-- What this exercise asks --
**1.** Reproduce a passage from the page on motion control acceleration, beginning at the words "Bringing Newton’s Second" and stopping after "need to move?".
**2.** In the page on motion control acceleration, what other name is given for the triangular motion profile?
**3.** Translate this sentence from the page on motion control acceleration into Spanish: "There are several opposing forces that affect the maximum acceleration such as friction, drag, and hysteresis."

-- Source excerpt --

Bringing Newton’s Second Law of Motion into the Motion Control World.
For any linear motion control application, the solution to the problem requires at a minimum three points of data:
- How far do I need to move?
- How heavy is the payload?
- How fast do I need to get there?
These three points of data can be fed into Newton’s Second Law of Motion stating that the amount of acceleration is dependent upon the force acting on it and the object’s mass.
$$acceleration=\frac{force}{mass}$$
The equation above is the basic building block of all motion profile acceleration calculations. You can utilize this equation to determine the maximum theoretical accelerations possible by any motor or actuator if you know the mass of the moving object, and the amount of force the motor generates. There are several opposing forces that affect the maximum acceleration such as friction, drag, and hysteresis. Factoring in the losses, the maximum continuous accelerations that can be achieved through direct drive linear motion are between 5-10 G’s for closed loop position control applications and 10-20 G’s for open loop sinusoidally oscillating applications.
While there are an infinite number of motion profiles, there are three profiles that define acceleration best for most linear motion applications.
- triangular
- sinusoidal
- trapezoidal
The triangular motion profile, also known as a saw tooth profile, is the simplest as it assumes constant acceleration and deceleration through the motion profile. This model is best to understand the basic requirements in your motion profile. Below you can find the equation for calculating the acceleration with a triangular motion profile.
$$acceleration\;in\;G's=\frac{4\times displacement}{(time\:to\:complete travel)^2\times acceleration\:due\:to\:gravity}$$
example
To get the acceleration necessary to move one inch in 0.050 seconds, you plug this into the equation above to get the following:
$$4.15\:G's=\frac{4\times1\:inch}{(0.050\:seconds)^2 \times386\frac{inches}{seconds^2}}$$
A trapezoidal motion profile is derived from the triangular profile, as it assumes a constant acceleration until a desired velocity is achieved, and then maintains a constant velocity for a time. In this case, you will need to know two of three variables: Time to reach the target constant velocity, the targeted constant velocity, or distance available to reach the targeted constant velocity. The basic trapezoidal profile can be seen below.

[Extracted data entries]
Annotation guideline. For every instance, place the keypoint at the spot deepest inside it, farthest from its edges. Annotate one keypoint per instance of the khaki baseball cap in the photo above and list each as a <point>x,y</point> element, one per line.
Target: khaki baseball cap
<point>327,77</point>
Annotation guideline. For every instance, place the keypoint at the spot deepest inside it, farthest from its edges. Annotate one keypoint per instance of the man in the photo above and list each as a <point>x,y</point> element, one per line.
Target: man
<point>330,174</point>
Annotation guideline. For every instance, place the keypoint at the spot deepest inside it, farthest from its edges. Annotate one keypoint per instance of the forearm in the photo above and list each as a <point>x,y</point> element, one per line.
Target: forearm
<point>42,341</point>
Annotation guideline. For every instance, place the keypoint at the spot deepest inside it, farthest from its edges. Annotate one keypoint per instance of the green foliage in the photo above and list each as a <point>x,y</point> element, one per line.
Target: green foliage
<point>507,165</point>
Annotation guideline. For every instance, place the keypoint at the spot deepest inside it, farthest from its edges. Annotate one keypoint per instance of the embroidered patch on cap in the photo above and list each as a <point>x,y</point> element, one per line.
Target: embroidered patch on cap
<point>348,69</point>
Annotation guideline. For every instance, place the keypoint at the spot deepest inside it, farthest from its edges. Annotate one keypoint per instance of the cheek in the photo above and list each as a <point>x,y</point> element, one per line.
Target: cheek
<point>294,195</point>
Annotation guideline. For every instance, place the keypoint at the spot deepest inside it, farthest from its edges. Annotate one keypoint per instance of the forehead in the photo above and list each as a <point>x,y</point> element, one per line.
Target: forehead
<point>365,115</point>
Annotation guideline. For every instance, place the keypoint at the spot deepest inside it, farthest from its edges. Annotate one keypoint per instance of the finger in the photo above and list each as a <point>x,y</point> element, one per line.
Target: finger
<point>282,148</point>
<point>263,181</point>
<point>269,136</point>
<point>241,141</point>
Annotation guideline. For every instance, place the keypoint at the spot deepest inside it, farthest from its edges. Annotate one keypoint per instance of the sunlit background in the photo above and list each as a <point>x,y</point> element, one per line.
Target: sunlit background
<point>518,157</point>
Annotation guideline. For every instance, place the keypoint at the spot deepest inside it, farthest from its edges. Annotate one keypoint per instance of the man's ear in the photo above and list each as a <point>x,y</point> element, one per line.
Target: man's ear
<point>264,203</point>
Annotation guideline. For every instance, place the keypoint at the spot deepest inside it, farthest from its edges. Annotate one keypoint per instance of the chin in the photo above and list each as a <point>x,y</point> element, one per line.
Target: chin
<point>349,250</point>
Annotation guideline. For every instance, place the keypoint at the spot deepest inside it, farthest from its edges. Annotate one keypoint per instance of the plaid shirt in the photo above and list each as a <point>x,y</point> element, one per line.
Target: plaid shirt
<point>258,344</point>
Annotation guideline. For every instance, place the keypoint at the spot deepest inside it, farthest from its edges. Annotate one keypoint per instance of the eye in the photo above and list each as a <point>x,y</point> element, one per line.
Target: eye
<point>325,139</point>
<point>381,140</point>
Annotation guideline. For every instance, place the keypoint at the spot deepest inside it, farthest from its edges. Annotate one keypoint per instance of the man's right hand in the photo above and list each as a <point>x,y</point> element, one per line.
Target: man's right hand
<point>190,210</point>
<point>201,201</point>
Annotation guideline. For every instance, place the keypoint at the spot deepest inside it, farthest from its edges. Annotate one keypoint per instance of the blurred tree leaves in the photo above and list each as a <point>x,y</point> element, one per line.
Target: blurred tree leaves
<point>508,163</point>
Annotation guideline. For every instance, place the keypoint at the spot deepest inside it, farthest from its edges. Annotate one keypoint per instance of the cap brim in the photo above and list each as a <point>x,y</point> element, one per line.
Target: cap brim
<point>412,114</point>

-- Responses --
**1.**
Bringing Newton’s Second Law of Motion into the Motion Control World.
For any linear motion control application, the solution to the problem requires at a minimum three points of data:
- How far do I need to move?

**2.** A saw tooth profile.

**3.** Existen varias fuerzas opuestas que afectan la aceleración máxima, como la fricción, el arrastre y la histéresis.